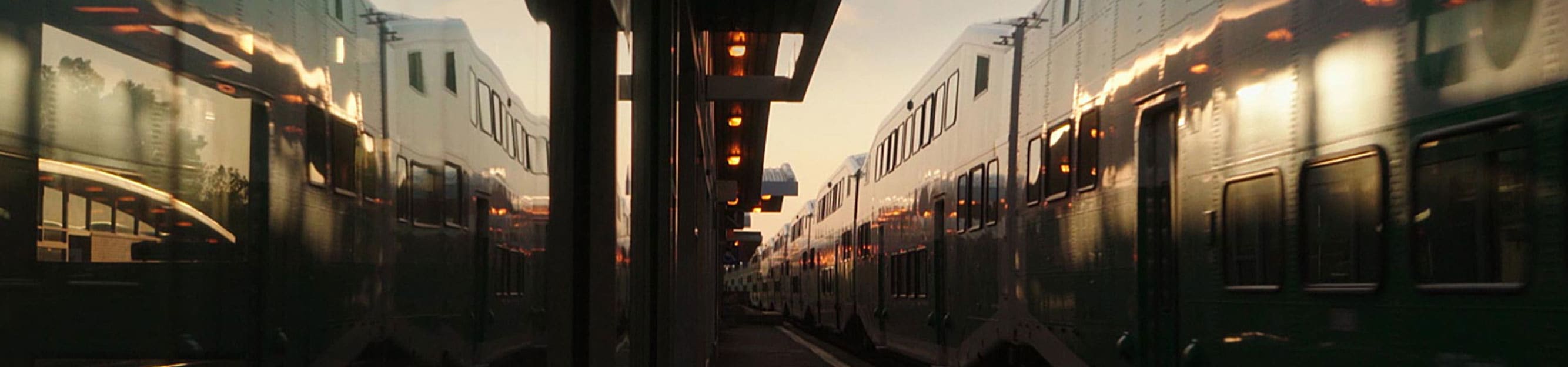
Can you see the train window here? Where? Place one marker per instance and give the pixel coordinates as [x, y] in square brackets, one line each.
[1059, 161]
[452, 196]
[1471, 208]
[452, 71]
[1089, 151]
[951, 104]
[982, 74]
[962, 187]
[993, 192]
[316, 144]
[403, 189]
[369, 167]
[1032, 164]
[424, 182]
[346, 144]
[1253, 233]
[977, 196]
[416, 71]
[1343, 222]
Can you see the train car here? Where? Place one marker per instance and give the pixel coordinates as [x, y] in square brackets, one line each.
[1231, 182]
[236, 153]
[828, 256]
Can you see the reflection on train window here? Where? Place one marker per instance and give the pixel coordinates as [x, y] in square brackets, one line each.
[369, 164]
[452, 195]
[1034, 161]
[1089, 151]
[982, 74]
[1253, 245]
[977, 196]
[416, 71]
[346, 146]
[427, 203]
[993, 192]
[1059, 161]
[1471, 208]
[137, 165]
[908, 275]
[316, 144]
[1341, 220]
[403, 189]
[452, 71]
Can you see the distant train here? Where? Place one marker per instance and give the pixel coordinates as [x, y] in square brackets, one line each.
[212, 181]
[1211, 182]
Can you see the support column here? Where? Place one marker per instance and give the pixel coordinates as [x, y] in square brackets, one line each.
[581, 238]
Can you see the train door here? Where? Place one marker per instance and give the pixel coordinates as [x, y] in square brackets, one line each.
[1156, 248]
[482, 271]
[938, 294]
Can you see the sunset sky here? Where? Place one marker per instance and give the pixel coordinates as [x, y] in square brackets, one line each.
[877, 51]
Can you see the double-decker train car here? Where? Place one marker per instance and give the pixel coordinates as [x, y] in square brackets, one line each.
[217, 181]
[1235, 182]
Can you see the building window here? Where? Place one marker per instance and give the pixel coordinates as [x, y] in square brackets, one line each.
[1059, 161]
[452, 195]
[346, 144]
[403, 191]
[317, 145]
[452, 71]
[1034, 161]
[982, 74]
[1473, 208]
[1343, 220]
[424, 196]
[416, 71]
[1253, 233]
[1089, 151]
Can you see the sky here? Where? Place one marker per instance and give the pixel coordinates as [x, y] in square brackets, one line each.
[875, 52]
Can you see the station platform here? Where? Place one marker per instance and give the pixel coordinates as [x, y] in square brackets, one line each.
[761, 339]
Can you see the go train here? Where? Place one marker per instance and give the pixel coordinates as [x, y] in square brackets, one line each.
[238, 154]
[1208, 182]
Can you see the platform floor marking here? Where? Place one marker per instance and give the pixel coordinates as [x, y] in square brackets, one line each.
[813, 347]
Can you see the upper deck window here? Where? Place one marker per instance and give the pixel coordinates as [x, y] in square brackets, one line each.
[982, 74]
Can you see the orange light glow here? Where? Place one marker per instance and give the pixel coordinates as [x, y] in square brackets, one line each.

------------------------------

From start to finish, output the listing exactly, but omit its pictures.

__Solution for this task__.
Can you see the train window here? Where? Place one marker per instance and give the pixel coordinates as [x, y] in square brackets, one line each.
[1059, 161]
[452, 196]
[1471, 208]
[452, 71]
[1089, 151]
[951, 104]
[982, 74]
[962, 187]
[993, 192]
[316, 144]
[403, 189]
[369, 167]
[1032, 164]
[424, 182]
[346, 144]
[1253, 233]
[977, 196]
[416, 71]
[1343, 222]
Can you see the train car here? Where? Place one marker per instance and give the pixel coordinates as [x, y] in square brackets, one line each.
[1231, 182]
[236, 153]
[828, 256]
Can you see the reflection on train window here? Where? Place one marker per instance and give the pixel coordinates as [x, y] in square brackets, one line each.
[369, 164]
[452, 195]
[1034, 161]
[1089, 151]
[982, 74]
[1253, 245]
[977, 196]
[416, 71]
[346, 146]
[427, 203]
[993, 192]
[1059, 161]
[1471, 208]
[137, 165]
[908, 275]
[316, 144]
[1341, 220]
[403, 189]
[452, 71]
Can you see the distant train here? Where? Place one marker per instance and give the pixel coordinates as [x, y] in square brackets, one line each.
[212, 181]
[1211, 182]
Can you see the support column here? Where? Place one marker per instance and give the pixel coordinates as [x, y] in square brackets, one line each.
[581, 238]
Can you see the train door here? Where? Place one marker per instance and give the pixel coordinates as [x, y] in square brackets, one line each.
[1156, 248]
[482, 271]
[938, 294]
Can you see the sunset sky here? Where? Place one marker per instance and give the pixel coordinates as [x, y] in square brackets, one line each.
[877, 51]
Can you see the double-decker train car here? Where? Place one marker per instance and give the pixel coordinates as [x, y] in square brackets, one line each.
[217, 181]
[1235, 182]
Can you see the building window here? Where? Place one marker per instance and give the pixel coordinates as [x, y] in square brackets, one line each.
[1059, 161]
[452, 195]
[346, 144]
[403, 191]
[317, 145]
[452, 71]
[1034, 161]
[982, 74]
[1473, 208]
[1343, 220]
[424, 196]
[416, 71]
[1253, 233]
[1089, 151]
Can you see the sky here? Where? Place one marker per instance and give the pixel coordinates as [x, y] in square brackets, one line each.
[875, 52]
Can you see the station platform here? Where? Place one marker per instance and give the pixel coordinates as [x, y] in square brackets, one line each.
[761, 339]
Can you see the go train here? Where? Place one marker per instance and give the pixel coordinates as [x, y] in square brackets, one line each.
[238, 154]
[1208, 182]
Can you see the platform floor marking here? Where? Place one marker per instance and give the pixel coordinates as [x, y] in square brackets, one line each.
[813, 347]
Can you see the upper deck window here? Where? Place one marker per instance and give the pixel coordinates as [x, y] in square brackets, one line each.
[982, 74]
Can you see the orange light glow here? Where? Place one marker per instance and give the pixel coordinates as [x, y] in square brackets, one line each.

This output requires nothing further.